:: Problem ::
For the records below, count the lines containing the word "tree" and reply with the number alone.

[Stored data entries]
********

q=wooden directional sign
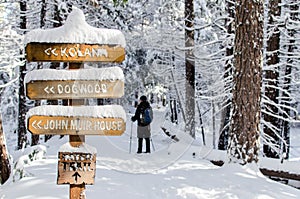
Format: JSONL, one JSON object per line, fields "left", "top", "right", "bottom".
{"left": 26, "top": 79, "right": 124, "bottom": 100}
{"left": 25, "top": 43, "right": 125, "bottom": 63}
{"left": 28, "top": 115, "right": 125, "bottom": 136}
{"left": 57, "top": 152, "right": 96, "bottom": 185}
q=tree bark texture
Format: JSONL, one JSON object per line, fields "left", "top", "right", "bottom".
{"left": 18, "top": 0, "right": 27, "bottom": 150}
{"left": 228, "top": 0, "right": 263, "bottom": 164}
{"left": 185, "top": 0, "right": 195, "bottom": 138}
{"left": 0, "top": 113, "right": 11, "bottom": 184}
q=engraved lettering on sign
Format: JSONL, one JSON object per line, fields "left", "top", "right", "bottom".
{"left": 28, "top": 116, "right": 126, "bottom": 136}
{"left": 57, "top": 152, "right": 96, "bottom": 185}
{"left": 26, "top": 80, "right": 124, "bottom": 100}
{"left": 32, "top": 119, "right": 123, "bottom": 131}
{"left": 26, "top": 43, "right": 125, "bottom": 63}
{"left": 44, "top": 45, "right": 108, "bottom": 58}
{"left": 56, "top": 83, "right": 107, "bottom": 95}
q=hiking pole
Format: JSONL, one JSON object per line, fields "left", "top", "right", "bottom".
{"left": 150, "top": 137, "right": 155, "bottom": 152}
{"left": 129, "top": 121, "right": 133, "bottom": 153}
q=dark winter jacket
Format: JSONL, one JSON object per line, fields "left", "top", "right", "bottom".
{"left": 131, "top": 101, "right": 151, "bottom": 127}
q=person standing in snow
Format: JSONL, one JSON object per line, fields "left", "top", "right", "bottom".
{"left": 131, "top": 95, "right": 153, "bottom": 153}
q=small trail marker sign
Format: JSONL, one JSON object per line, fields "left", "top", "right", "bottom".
{"left": 57, "top": 152, "right": 96, "bottom": 185}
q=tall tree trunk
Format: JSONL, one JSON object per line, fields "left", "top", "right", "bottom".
{"left": 280, "top": 0, "right": 299, "bottom": 159}
{"left": 228, "top": 0, "right": 263, "bottom": 164}
{"left": 0, "top": 112, "right": 11, "bottom": 184}
{"left": 18, "top": 0, "right": 27, "bottom": 150}
{"left": 218, "top": 0, "right": 234, "bottom": 150}
{"left": 32, "top": 0, "right": 47, "bottom": 146}
{"left": 263, "top": 0, "right": 281, "bottom": 158}
{"left": 45, "top": 0, "right": 66, "bottom": 142}
{"left": 185, "top": 0, "right": 195, "bottom": 138}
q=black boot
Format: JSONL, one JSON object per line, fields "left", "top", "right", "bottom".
{"left": 137, "top": 138, "right": 143, "bottom": 153}
{"left": 145, "top": 138, "right": 151, "bottom": 153}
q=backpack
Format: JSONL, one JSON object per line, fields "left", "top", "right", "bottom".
{"left": 140, "top": 107, "right": 153, "bottom": 125}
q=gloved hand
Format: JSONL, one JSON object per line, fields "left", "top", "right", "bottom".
{"left": 131, "top": 116, "right": 135, "bottom": 122}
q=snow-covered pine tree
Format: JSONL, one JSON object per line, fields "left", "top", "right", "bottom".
{"left": 185, "top": 0, "right": 195, "bottom": 138}
{"left": 218, "top": 0, "right": 235, "bottom": 150}
{"left": 18, "top": 0, "right": 28, "bottom": 150}
{"left": 278, "top": 0, "right": 300, "bottom": 160}
{"left": 261, "top": 0, "right": 300, "bottom": 160}
{"left": 228, "top": 0, "right": 263, "bottom": 164}
{"left": 262, "top": 0, "right": 281, "bottom": 159}
{"left": 0, "top": 13, "right": 24, "bottom": 184}
{"left": 31, "top": 0, "right": 48, "bottom": 146}
{"left": 193, "top": 0, "right": 231, "bottom": 147}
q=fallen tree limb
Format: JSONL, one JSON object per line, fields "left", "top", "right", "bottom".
{"left": 201, "top": 147, "right": 300, "bottom": 181}
{"left": 210, "top": 160, "right": 300, "bottom": 181}
{"left": 260, "top": 168, "right": 300, "bottom": 181}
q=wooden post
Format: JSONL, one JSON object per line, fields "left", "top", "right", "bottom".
{"left": 69, "top": 62, "right": 86, "bottom": 199}
{"left": 24, "top": 10, "right": 126, "bottom": 197}
{"left": 70, "top": 184, "right": 85, "bottom": 199}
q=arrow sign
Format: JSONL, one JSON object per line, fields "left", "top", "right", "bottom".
{"left": 31, "top": 120, "right": 42, "bottom": 129}
{"left": 57, "top": 151, "right": 96, "bottom": 185}
{"left": 25, "top": 43, "right": 125, "bottom": 63}
{"left": 26, "top": 105, "right": 126, "bottom": 136}
{"left": 28, "top": 115, "right": 125, "bottom": 136}
{"left": 44, "top": 86, "right": 55, "bottom": 94}
{"left": 24, "top": 67, "right": 124, "bottom": 100}
{"left": 26, "top": 79, "right": 124, "bottom": 100}
{"left": 72, "top": 172, "right": 81, "bottom": 183}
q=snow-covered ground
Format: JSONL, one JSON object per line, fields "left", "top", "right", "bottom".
{"left": 1, "top": 106, "right": 300, "bottom": 199}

********

:: Task response ::
4